§ **A FAZER**:
Responda com base no artigo:
(a) Qual é o título do livro do Manso e quantas páginas ele tem?
(b) Que expressão a Viviane usa para o fenômeno tratado em seu livro?
(c) Até que ano vai a estimativa de a religião evangélica se tornar hegemônica no Brasil?

O primeiro livro, o do Manso, trata mais do fenômeno do PCC e da
expansão dos evangélicos na região metropolitana de São Paulo, mas não unicamente.
Já o segundo livro da Viviane trata mais do que autora chama de “narcoreligiosidade
carioca” que envolve ainda a periferia da região metropolitana que inclui a Baixada Fluminense. A
abrangência geográfica das duas publicações permite uma análise mais profunda,
assim como suas ligações com outras regiões do país e mesmo o interior dos
estados RJ e SP.
De cara digo, que os dois livros me impactaram profundamente
e percebi com a visão que temos desse fenômeno é superficial, preconceituoso e
quase invisível diante do todo, seja da política, da economia e/ou da vida em
sociedade no Brasil contemporâneo.
A religião evangélica está por meses ou anos para se tornar
a religião hegemônica no Brasil, embora a estimativa tenha sido feita até o ano
do 2030.
O livro “A fé e o fuzil” de 301 páginas do Manso vai além da
análise das milícias do seu livro anterior, tratando também do tráfico, mas
foca nas razões que podem explicar o crescimento da igreja evangélica pentecostal,
a partir da rede de proteção material e de solidariedade humana oferecida por
essas organizações entranhadas nas comunidades, em especial, as periféricas e de
sua a relação, quase automática, com os grupos criminosos com os quais seguem
ambiguamente convivendo e se retroalimentando.

§ **SEÇÃO DE DADOS**:
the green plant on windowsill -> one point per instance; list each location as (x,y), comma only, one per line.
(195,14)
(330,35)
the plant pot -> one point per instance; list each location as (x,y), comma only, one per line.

§ **RESULTADO**:
(a) O livro se chama "A fé e o fuzil" e tem 301 páginas.
(b) Ela usa a expressão "narcoreligiosidade carioca".
(c) A estimativa vai até o ano de 2030.